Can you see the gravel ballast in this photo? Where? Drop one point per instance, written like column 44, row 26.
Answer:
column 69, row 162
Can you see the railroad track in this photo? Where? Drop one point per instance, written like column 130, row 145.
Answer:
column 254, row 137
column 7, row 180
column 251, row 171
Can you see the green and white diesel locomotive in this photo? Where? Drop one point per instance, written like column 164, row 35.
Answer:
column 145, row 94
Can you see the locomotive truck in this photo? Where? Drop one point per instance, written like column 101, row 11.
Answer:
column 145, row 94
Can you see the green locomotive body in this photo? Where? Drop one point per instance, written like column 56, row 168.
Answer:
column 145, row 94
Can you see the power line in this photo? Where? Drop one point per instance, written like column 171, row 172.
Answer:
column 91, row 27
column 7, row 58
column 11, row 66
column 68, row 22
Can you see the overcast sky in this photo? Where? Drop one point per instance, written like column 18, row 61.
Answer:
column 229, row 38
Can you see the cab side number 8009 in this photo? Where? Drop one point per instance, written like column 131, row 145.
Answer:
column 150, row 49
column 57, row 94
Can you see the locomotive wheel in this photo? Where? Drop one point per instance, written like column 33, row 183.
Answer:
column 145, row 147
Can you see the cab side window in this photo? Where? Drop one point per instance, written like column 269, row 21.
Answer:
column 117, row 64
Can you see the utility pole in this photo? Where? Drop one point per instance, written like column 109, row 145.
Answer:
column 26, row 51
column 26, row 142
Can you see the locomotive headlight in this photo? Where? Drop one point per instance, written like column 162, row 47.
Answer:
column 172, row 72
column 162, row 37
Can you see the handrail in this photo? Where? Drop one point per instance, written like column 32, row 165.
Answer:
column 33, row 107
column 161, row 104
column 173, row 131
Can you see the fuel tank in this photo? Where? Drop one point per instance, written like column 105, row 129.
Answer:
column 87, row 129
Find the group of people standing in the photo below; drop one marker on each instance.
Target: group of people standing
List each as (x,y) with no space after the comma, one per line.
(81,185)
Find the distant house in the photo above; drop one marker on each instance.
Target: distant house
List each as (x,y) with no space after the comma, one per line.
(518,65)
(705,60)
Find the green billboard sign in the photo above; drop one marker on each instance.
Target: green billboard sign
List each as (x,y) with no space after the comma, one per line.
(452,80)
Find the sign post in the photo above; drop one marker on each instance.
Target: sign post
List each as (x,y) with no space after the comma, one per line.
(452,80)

→ Stated goal: Rewrite all of the entries above, replacing every occurrence of "locomotive" with "engine" and leaving everything else unchanged.

→ Expected answer:
Can you see the gravel ballast in this photo? Where? Drop one point per instance, written like column 44, row 26.
Answer:
column 69, row 162
Can you see the railroad track in this photo? Where? Drop one point per instance, written like column 130, row 145.
Answer:
column 254, row 137
column 7, row 180
column 251, row 171
Can you see the green and white diesel engine in this photo? Where? Drop one point per instance, written like column 164, row 35.
Answer:
column 145, row 94
Can you see the engine truck in this photo? Where? Drop one point per instance, written like column 101, row 11.
Answer:
column 145, row 94
Can you see the green engine body in this photo? Where? Drop one point per instance, written like column 56, row 168.
Answer:
column 145, row 94
Can you see the power line in this photo? Where? Drop one point per instance, written like column 171, row 172.
Answer:
column 91, row 27
column 7, row 58
column 11, row 66
column 68, row 22
Can you see the overcast sky in this photo? Where? Drop one point per instance, written like column 18, row 61.
Answer:
column 229, row 38
Can you see the cab side number 8009 in this photo? Where? Drop one point per instance, written like column 131, row 145.
Answer:
column 150, row 49
column 57, row 94
Can you see the engine wheel in this photo? Where? Drop one point per instance, written like column 33, row 183.
Answer:
column 145, row 147
Can you see the cab side window in this photo? Where? Drop one point per instance, written like column 269, row 21.
Answer:
column 117, row 64
Can you see the utility pole in this photo? Where? Drop one point per instance, written like column 109, row 145.
Answer:
column 26, row 51
column 26, row 142
Can you see the engine headlight in this photo? Where? Drop one point per instance, written like column 162, row 47.
Answer:
column 172, row 72
column 162, row 37
Can you see the handrail in this photo? Where? Drop one point per instance, written like column 32, row 165.
Answer:
column 33, row 107
column 161, row 104
column 173, row 131
Can you see the fuel tank in this photo? Where? Drop one point per instance, written like column 105, row 129.
Answer:
column 87, row 129
Find the group of people standing in the photo below; drop one marker on each instance.
Target: group of people standing
List each as (x,y) with no space after the comma, one per line.
(81,185)
Find the distant house in the photo above; drop one marker on each instance.
Target: distant house
List each as (x,y) with no space after the comma, one per line.
(518,65)
(705,60)
Find the green billboard sign in the photo above; drop one marker on each instance.
Target: green billboard sign
List each as (x,y) with no space after the comma, one per line.
(452,80)
Find the sign post in the photo above; drop one marker on each instance.
Target: sign post
List each as (x,y) with no space after the comma, one per line.
(452,80)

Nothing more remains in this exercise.